(Brano di lettura):
--------------------------------------------------

Da allora, contrariamente alle aspettative, il dollaro ha continuato a crescere. L’economia post-industriale americana, guidata dalla finanza, ha portato in patria a gravi sofferenze economiche per la classe operaia e media, ma, allo stesso tempo, ha fornito agli oligarchi di tutto mondo un allettante incentivo ad “arricchirsi velocemente”. Gli stranieri possiedono oggi il 40% delle azioni degli Stati Uniti, il che rende l’acquiescenza ai capricci politici e imperiali di Washington e New York un prezzo che molti sono disposti a pagare.

Per i governi e le élite straniere, avversi al rischio, è anche redditizio e sicuro acquistare il debito americano. Quando un debitore possiede la macchina che può stampare il denaro che gli è dovuto, è una scommessa sicura presumere che i creditori saranno ripagati, con gli interessi. Nel caso della Cina, mantenere il dollaro USA forte e svalutare lo yuan acquistando il debito di Washington è tradizionalmente vantaggioso per tutti, in quanto mantiene alta la domanda di beni cinesi da parte dei consumatori americani.

Con l’aumento dell’aggressività e della misantropia delle forze plutocratiche di Washington, molte nazioni stanno iniziando a rivedere la loro alleanza con l’Impero Americano. La politicizzazione e l’uso come arma del dollaro statunitense e del potere americano sulle istituzioni finanziarie, come si è visto negli ultimi anni con i regimi di sanzioni totali e il congelamento dei beni nei confronti di Paesi come l’Iran e la Russia, sta portando molti a mettere in discussione il loro rapporto con l’economia statunitense.

È solo una questione di tempo prima che i sempre più numerosi nemici dell’America decidano di togliere il tappeto da sotto i piedi dell’economia statunitense. Una simile manovra potrebbe causare il caos nella finanza e nel commercio globale, ma le conseguenze più gravi saranno riservate alla classe dirigente americana in patria, quando il tenore di vita della gente comune precipiterà.

--------------------------------------------------

(Righe estratte):
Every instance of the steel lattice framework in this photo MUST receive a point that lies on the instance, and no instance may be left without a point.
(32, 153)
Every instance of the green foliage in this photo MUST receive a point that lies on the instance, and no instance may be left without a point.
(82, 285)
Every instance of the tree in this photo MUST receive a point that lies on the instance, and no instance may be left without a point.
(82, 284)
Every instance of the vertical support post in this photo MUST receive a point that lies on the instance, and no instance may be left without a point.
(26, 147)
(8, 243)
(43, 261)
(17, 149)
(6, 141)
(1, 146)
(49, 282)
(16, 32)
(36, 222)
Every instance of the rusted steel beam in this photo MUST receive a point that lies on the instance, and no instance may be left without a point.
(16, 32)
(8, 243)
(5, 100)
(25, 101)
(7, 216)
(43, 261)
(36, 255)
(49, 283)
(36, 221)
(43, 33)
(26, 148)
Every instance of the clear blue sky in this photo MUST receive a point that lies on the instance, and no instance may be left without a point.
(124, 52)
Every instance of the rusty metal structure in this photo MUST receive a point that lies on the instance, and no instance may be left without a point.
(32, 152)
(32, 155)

--------------------------------------------------

(Esercizi):
[A] Rispondi in breve alle domande sul brano.
(i) Quale percentuale delle azioni degli Stati Uniti è oggi in mano agli stranieri?
(ii) Per la Cina, quale vantaggio porta l'acquisto del debito di Washington?
(iii) Quali Paesi sono nominati come colpiti da sanzioni e dal congelamento dei beni?
[B] Trascrivi il passo del brano che va da "Con l’aumento dell’aggressività" fino a "con l’economia statunitense." compreso.
Le righe non servono a svolgere questo lavoro.

(Risposte):
[A]
(i) Il 40%.
(ii) Mantiene alta la domanda di beni cinesi da parte dei consumatori americani.
(iii) L'Iran e la Russia.

[B]
Con l’aumento dell’aggressività e della misantropia delle forze plutocratiche di Washington, molte nazioni stanno iniziando a rivedere la loro alleanza con l’Impero Americano. La politicizzazione e l’uso come arma del dollaro statunitense e del potere americano sulle istituzioni finanziarie, come si è visto negli ultimi anni con i regimi di sanzioni totali e il congelamento dei beni nei confronti di Paesi come l’Iran e la Russia, sta portando molti a mettere in discussione il loro rapporto con l’economia statunitense.